--- Start of MATERIAL ---
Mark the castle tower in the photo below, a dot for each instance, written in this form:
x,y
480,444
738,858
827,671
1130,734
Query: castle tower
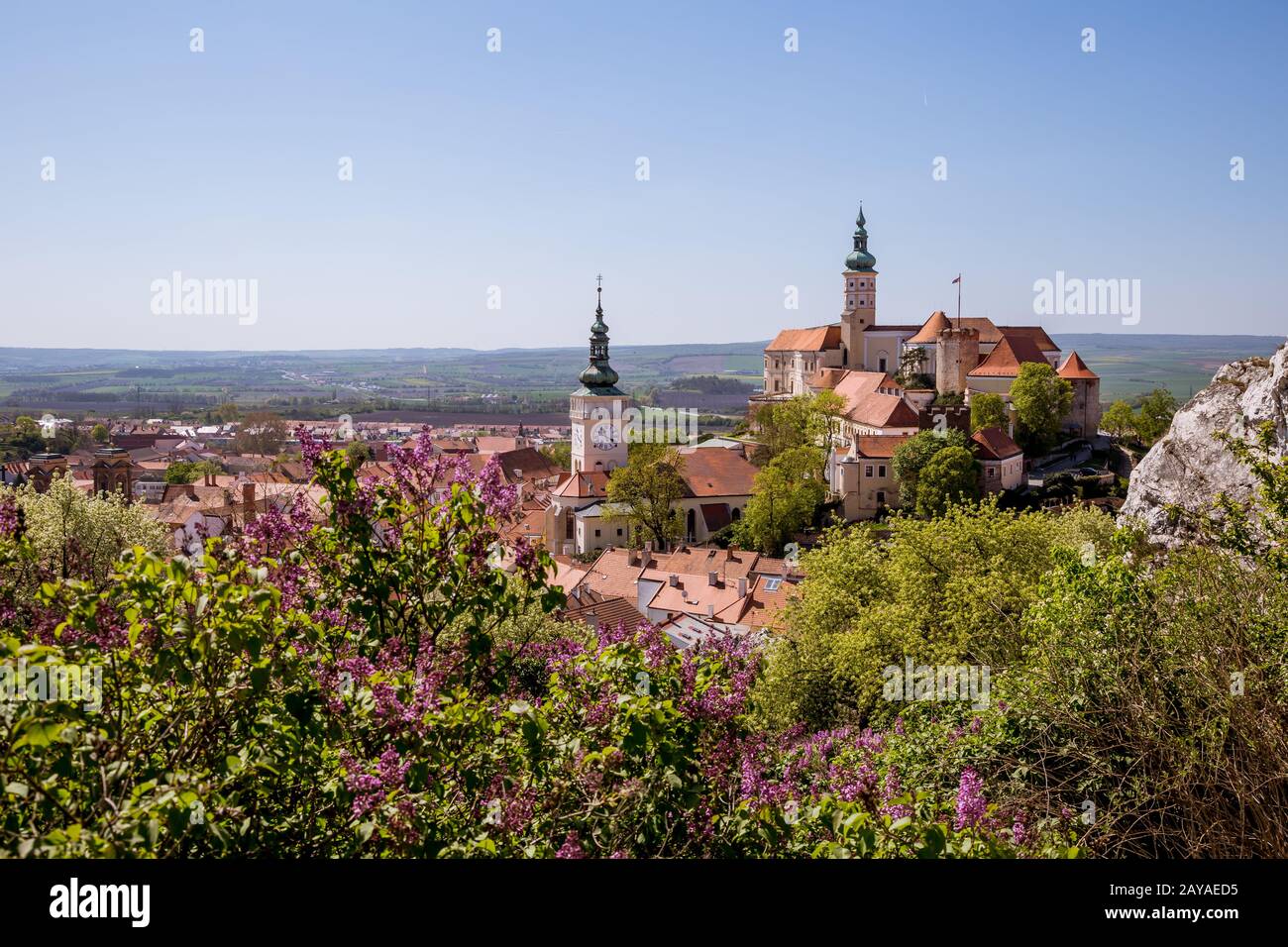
x,y
114,471
861,295
1085,412
956,355
596,408
42,468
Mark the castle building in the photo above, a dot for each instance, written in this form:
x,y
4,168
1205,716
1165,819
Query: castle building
x,y
579,519
874,365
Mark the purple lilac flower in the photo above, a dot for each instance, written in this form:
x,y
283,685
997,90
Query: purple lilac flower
x,y
971,804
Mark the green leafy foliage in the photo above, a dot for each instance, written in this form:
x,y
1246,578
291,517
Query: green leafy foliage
x,y
1041,399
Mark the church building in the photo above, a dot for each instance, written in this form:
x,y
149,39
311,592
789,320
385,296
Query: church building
x,y
579,519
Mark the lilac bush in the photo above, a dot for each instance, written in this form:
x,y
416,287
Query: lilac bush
x,y
364,684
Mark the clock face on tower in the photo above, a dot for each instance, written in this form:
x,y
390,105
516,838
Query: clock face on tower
x,y
603,437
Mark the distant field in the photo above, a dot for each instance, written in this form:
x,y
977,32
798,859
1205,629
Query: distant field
x,y
1131,365
505,382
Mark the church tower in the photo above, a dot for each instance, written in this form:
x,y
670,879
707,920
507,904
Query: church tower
x,y
596,408
861,295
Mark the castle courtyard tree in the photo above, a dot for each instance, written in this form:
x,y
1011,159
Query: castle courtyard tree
x,y
951,475
1041,399
645,493
988,410
912,455
1120,419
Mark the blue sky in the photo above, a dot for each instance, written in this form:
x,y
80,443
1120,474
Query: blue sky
x,y
518,169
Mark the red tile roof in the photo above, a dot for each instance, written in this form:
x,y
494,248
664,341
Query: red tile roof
x,y
716,515
584,484
717,474
1005,361
806,339
995,444
1074,368
880,446
1035,333
930,329
867,405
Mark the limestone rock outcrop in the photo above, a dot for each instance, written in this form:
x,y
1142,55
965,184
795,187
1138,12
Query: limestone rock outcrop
x,y
1188,467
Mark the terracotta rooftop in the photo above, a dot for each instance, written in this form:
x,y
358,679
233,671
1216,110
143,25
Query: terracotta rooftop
x,y
880,446
815,339
1074,368
866,401
995,444
583,484
1005,361
717,474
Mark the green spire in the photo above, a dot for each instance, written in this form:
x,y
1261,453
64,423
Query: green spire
x,y
859,260
599,377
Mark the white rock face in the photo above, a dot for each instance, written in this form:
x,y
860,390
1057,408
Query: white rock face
x,y
1188,467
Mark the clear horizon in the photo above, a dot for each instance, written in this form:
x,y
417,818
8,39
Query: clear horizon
x,y
518,169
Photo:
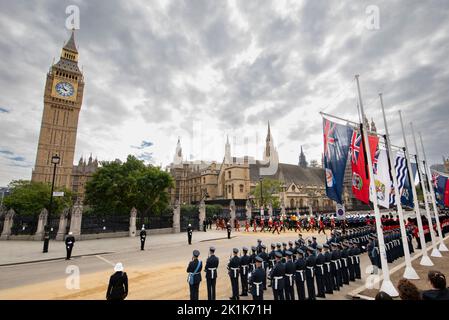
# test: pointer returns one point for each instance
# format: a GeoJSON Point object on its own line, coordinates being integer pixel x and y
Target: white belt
{"type": "Point", "coordinates": [301, 272]}
{"type": "Point", "coordinates": [235, 271]}
{"type": "Point", "coordinates": [290, 278]}
{"type": "Point", "coordinates": [257, 287]}
{"type": "Point", "coordinates": [311, 271]}
{"type": "Point", "coordinates": [276, 282]}
{"type": "Point", "coordinates": [212, 272]}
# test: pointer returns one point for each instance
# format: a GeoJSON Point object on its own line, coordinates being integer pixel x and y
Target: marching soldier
{"type": "Point", "coordinates": [310, 273]}
{"type": "Point", "coordinates": [211, 273]}
{"type": "Point", "coordinates": [300, 265]}
{"type": "Point", "coordinates": [245, 261]}
{"type": "Point", "coordinates": [194, 275]}
{"type": "Point", "coordinates": [69, 242]}
{"type": "Point", "coordinates": [290, 270]}
{"type": "Point", "coordinates": [256, 279]}
{"type": "Point", "coordinates": [277, 276]}
{"type": "Point", "coordinates": [189, 233]}
{"type": "Point", "coordinates": [234, 268]}
{"type": "Point", "coordinates": [319, 272]}
{"type": "Point", "coordinates": [328, 279]}
{"type": "Point", "coordinates": [143, 235]}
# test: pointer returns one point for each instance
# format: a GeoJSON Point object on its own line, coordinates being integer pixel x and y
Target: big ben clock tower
{"type": "Point", "coordinates": [63, 97]}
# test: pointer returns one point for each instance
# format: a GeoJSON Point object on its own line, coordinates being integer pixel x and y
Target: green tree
{"type": "Point", "coordinates": [29, 198]}
{"type": "Point", "coordinates": [116, 187]}
{"type": "Point", "coordinates": [270, 193]}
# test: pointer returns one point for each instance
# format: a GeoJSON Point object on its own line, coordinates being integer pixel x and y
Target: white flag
{"type": "Point", "coordinates": [382, 179]}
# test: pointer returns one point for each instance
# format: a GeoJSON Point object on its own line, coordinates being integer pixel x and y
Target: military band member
{"type": "Point", "coordinates": [189, 233]}
{"type": "Point", "coordinates": [211, 273]}
{"type": "Point", "coordinates": [69, 242]}
{"type": "Point", "coordinates": [319, 272]}
{"type": "Point", "coordinates": [300, 277]}
{"type": "Point", "coordinates": [310, 273]}
{"type": "Point", "coordinates": [277, 276]}
{"type": "Point", "coordinates": [234, 269]}
{"type": "Point", "coordinates": [289, 278]}
{"type": "Point", "coordinates": [256, 280]}
{"type": "Point", "coordinates": [245, 261]}
{"type": "Point", "coordinates": [143, 235]}
{"type": "Point", "coordinates": [118, 284]}
{"type": "Point", "coordinates": [194, 275]}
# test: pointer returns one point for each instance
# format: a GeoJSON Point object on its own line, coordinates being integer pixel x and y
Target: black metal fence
{"type": "Point", "coordinates": [24, 225]}
{"type": "Point", "coordinates": [103, 224]}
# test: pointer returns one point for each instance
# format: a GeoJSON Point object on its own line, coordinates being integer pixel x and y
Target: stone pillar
{"type": "Point", "coordinates": [43, 217]}
{"type": "Point", "coordinates": [202, 215]}
{"type": "Point", "coordinates": [249, 210]}
{"type": "Point", "coordinates": [177, 217]}
{"type": "Point", "coordinates": [132, 222]}
{"type": "Point", "coordinates": [232, 212]}
{"type": "Point", "coordinates": [75, 220]}
{"type": "Point", "coordinates": [62, 224]}
{"type": "Point", "coordinates": [7, 225]}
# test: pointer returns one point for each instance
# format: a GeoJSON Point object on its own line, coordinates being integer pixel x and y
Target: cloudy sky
{"type": "Point", "coordinates": [202, 69]}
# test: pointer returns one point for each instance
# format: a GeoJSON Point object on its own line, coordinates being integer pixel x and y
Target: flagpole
{"type": "Point", "coordinates": [432, 193]}
{"type": "Point", "coordinates": [435, 251]}
{"type": "Point", "coordinates": [425, 260]}
{"type": "Point", "coordinates": [387, 286]}
{"type": "Point", "coordinates": [409, 272]}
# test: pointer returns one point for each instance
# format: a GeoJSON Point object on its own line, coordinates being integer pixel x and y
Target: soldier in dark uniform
{"type": "Point", "coordinates": [211, 273]}
{"type": "Point", "coordinates": [143, 235]}
{"type": "Point", "coordinates": [245, 261]}
{"type": "Point", "coordinates": [69, 242]}
{"type": "Point", "coordinates": [194, 275]}
{"type": "Point", "coordinates": [228, 229]}
{"type": "Point", "coordinates": [328, 279]}
{"type": "Point", "coordinates": [256, 280]}
{"type": "Point", "coordinates": [319, 272]}
{"type": "Point", "coordinates": [277, 276]}
{"type": "Point", "coordinates": [289, 278]}
{"type": "Point", "coordinates": [300, 277]}
{"type": "Point", "coordinates": [118, 284]}
{"type": "Point", "coordinates": [189, 233]}
{"type": "Point", "coordinates": [310, 273]}
{"type": "Point", "coordinates": [234, 268]}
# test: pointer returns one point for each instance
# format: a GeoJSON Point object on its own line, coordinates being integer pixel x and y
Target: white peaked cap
{"type": "Point", "coordinates": [118, 267]}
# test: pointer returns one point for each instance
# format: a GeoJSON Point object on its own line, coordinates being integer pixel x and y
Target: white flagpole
{"type": "Point", "coordinates": [409, 272]}
{"type": "Point", "coordinates": [435, 251]}
{"type": "Point", "coordinates": [387, 286]}
{"type": "Point", "coordinates": [425, 260]}
{"type": "Point", "coordinates": [432, 193]}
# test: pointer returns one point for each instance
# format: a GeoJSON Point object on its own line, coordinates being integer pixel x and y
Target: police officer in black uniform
{"type": "Point", "coordinates": [194, 278]}
{"type": "Point", "coordinates": [234, 269]}
{"type": "Point", "coordinates": [189, 233]}
{"type": "Point", "coordinates": [245, 261]}
{"type": "Point", "coordinates": [69, 242]}
{"type": "Point", "coordinates": [211, 273]}
{"type": "Point", "coordinates": [256, 280]}
{"type": "Point", "coordinates": [300, 277]}
{"type": "Point", "coordinates": [143, 235]}
{"type": "Point", "coordinates": [277, 276]}
{"type": "Point", "coordinates": [289, 278]}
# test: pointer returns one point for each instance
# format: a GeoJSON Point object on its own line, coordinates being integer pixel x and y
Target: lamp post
{"type": "Point", "coordinates": [55, 161]}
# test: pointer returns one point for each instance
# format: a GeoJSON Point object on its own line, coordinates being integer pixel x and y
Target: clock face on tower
{"type": "Point", "coordinates": [64, 89]}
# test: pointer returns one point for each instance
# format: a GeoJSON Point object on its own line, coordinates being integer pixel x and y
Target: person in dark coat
{"type": "Point", "coordinates": [118, 284]}
{"type": "Point", "coordinates": [194, 275]}
{"type": "Point", "coordinates": [189, 233]}
{"type": "Point", "coordinates": [211, 273]}
{"type": "Point", "coordinates": [69, 242]}
{"type": "Point", "coordinates": [234, 270]}
{"type": "Point", "coordinates": [143, 236]}
{"type": "Point", "coordinates": [256, 280]}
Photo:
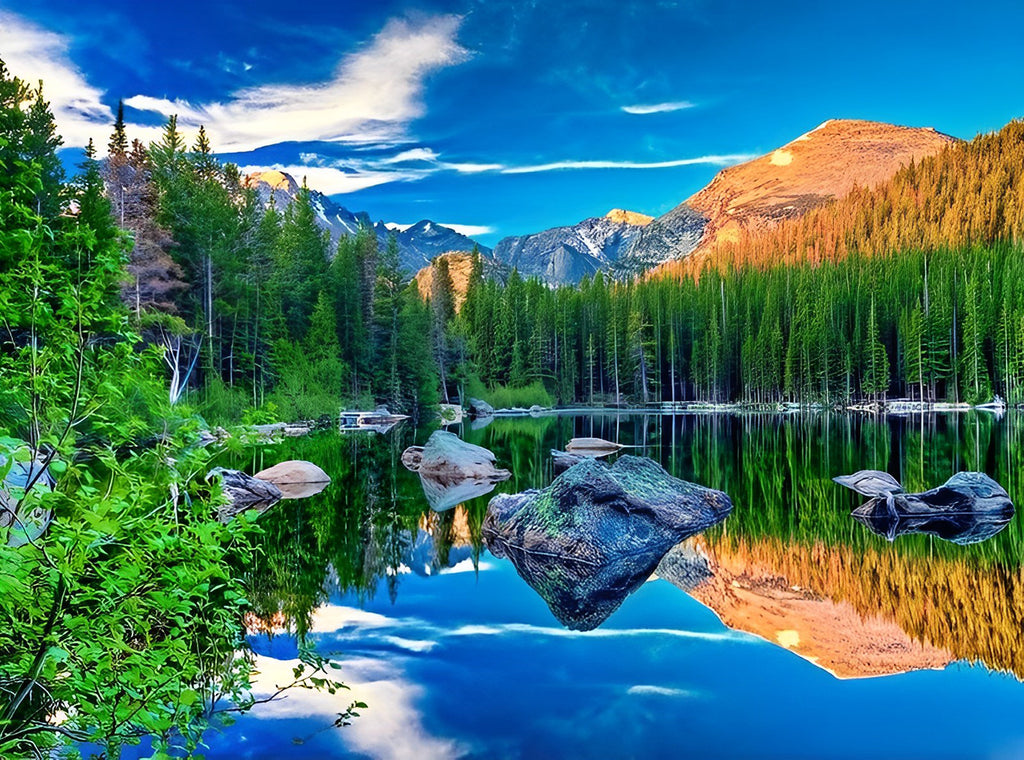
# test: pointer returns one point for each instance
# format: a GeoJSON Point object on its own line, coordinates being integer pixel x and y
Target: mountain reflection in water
{"type": "Point", "coordinates": [788, 566]}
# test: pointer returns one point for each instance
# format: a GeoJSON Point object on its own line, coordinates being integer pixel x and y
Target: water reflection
{"type": "Point", "coordinates": [968, 508]}
{"type": "Point", "coordinates": [596, 534]}
{"type": "Point", "coordinates": [842, 596]}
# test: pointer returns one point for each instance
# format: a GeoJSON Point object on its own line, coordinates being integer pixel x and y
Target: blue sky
{"type": "Point", "coordinates": [511, 117]}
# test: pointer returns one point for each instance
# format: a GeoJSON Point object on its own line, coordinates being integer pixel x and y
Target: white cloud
{"type": "Point", "coordinates": [657, 108]}
{"type": "Point", "coordinates": [34, 53]}
{"type": "Point", "coordinates": [469, 230]}
{"type": "Point", "coordinates": [644, 688]}
{"type": "Point", "coordinates": [335, 181]}
{"type": "Point", "coordinates": [470, 168]}
{"type": "Point", "coordinates": [373, 95]}
{"type": "Point", "coordinates": [415, 154]}
{"type": "Point", "coordinates": [391, 726]}
{"type": "Point", "coordinates": [562, 165]}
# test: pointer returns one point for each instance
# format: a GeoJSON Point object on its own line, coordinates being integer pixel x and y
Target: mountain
{"type": "Point", "coordinates": [418, 245]}
{"type": "Point", "coordinates": [460, 267]}
{"type": "Point", "coordinates": [826, 163]}
{"type": "Point", "coordinates": [567, 254]}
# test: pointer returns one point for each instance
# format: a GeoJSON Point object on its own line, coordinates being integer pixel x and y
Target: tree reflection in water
{"type": "Point", "coordinates": [928, 600]}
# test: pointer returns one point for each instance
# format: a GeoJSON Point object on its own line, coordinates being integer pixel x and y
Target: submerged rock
{"type": "Point", "coordinates": [295, 478]}
{"type": "Point", "coordinates": [452, 470]}
{"type": "Point", "coordinates": [597, 533]}
{"type": "Point", "coordinates": [968, 508]}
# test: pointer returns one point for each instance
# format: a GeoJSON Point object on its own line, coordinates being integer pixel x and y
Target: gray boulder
{"type": "Point", "coordinates": [295, 478]}
{"type": "Point", "coordinates": [968, 508]}
{"type": "Point", "coordinates": [597, 533]}
{"type": "Point", "coordinates": [244, 490]}
{"type": "Point", "coordinates": [595, 448]}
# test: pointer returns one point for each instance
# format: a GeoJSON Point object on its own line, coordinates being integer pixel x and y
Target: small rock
{"type": "Point", "coordinates": [479, 408]}
{"type": "Point", "coordinates": [243, 489]}
{"type": "Point", "coordinates": [296, 478]}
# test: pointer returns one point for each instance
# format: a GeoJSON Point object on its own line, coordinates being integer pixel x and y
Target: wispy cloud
{"type": "Point", "coordinates": [353, 174]}
{"type": "Point", "coordinates": [470, 230]}
{"type": "Point", "coordinates": [726, 160]}
{"type": "Point", "coordinates": [34, 53]}
{"type": "Point", "coordinates": [372, 97]}
{"type": "Point", "coordinates": [657, 108]}
{"type": "Point", "coordinates": [337, 181]}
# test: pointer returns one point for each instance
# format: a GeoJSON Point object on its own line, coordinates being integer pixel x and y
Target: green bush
{"type": "Point", "coordinates": [503, 396]}
{"type": "Point", "coordinates": [223, 405]}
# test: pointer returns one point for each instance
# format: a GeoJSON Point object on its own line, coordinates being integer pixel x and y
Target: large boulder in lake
{"type": "Point", "coordinates": [245, 492]}
{"type": "Point", "coordinates": [295, 478]}
{"type": "Point", "coordinates": [597, 533]}
{"type": "Point", "coordinates": [968, 508]}
{"type": "Point", "coordinates": [453, 471]}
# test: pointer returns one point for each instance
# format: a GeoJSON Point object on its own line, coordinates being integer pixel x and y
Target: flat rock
{"type": "Point", "coordinates": [478, 408]}
{"type": "Point", "coordinates": [243, 489]}
{"type": "Point", "coordinates": [296, 478]}
{"type": "Point", "coordinates": [592, 447]}
{"type": "Point", "coordinates": [968, 508]}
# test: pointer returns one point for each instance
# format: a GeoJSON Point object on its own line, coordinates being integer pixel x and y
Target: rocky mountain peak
{"type": "Point", "coordinates": [622, 216]}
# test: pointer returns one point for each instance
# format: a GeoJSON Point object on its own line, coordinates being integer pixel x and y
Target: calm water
{"type": "Point", "coordinates": [787, 631]}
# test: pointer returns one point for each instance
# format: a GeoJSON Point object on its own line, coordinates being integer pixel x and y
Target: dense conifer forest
{"type": "Point", "coordinates": [907, 290]}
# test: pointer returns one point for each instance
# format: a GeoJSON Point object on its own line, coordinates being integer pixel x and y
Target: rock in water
{"type": "Point", "coordinates": [597, 533]}
{"type": "Point", "coordinates": [452, 470]}
{"type": "Point", "coordinates": [563, 460]}
{"type": "Point", "coordinates": [479, 408]}
{"type": "Point", "coordinates": [296, 478]}
{"type": "Point", "coordinates": [244, 490]}
{"type": "Point", "coordinates": [592, 447]}
{"type": "Point", "coordinates": [968, 508]}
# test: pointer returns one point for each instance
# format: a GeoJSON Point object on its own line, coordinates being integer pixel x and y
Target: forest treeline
{"type": "Point", "coordinates": [939, 325]}
{"type": "Point", "coordinates": [254, 304]}
{"type": "Point", "coordinates": [909, 289]}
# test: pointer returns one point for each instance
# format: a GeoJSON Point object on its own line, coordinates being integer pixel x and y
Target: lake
{"type": "Point", "coordinates": [790, 630]}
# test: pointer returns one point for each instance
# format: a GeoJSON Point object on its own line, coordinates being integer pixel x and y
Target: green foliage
{"type": "Point", "coordinates": [121, 614]}
{"type": "Point", "coordinates": [503, 396]}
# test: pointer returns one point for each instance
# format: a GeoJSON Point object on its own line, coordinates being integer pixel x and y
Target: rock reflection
{"type": "Point", "coordinates": [453, 471]}
{"type": "Point", "coordinates": [597, 533]}
{"type": "Point", "coordinates": [969, 508]}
--- End of MATERIAL ---
TASK GOAL →
Count the lines in the listing above that contain the word "outcrop", and reply with the number alone.

ANSWER TO THIS PROBLEM →
2